Task objective - Please copy every line of the material below word for word.

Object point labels
= = =

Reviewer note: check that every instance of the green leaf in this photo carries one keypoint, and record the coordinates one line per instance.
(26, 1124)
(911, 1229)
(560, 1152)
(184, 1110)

= = =

Exercise output -
Reviewer note: check that every instance of the green leaf in this photo carries one keypoint, and record the coordinates one line per instance.
(26, 1124)
(911, 1229)
(560, 1152)
(184, 1110)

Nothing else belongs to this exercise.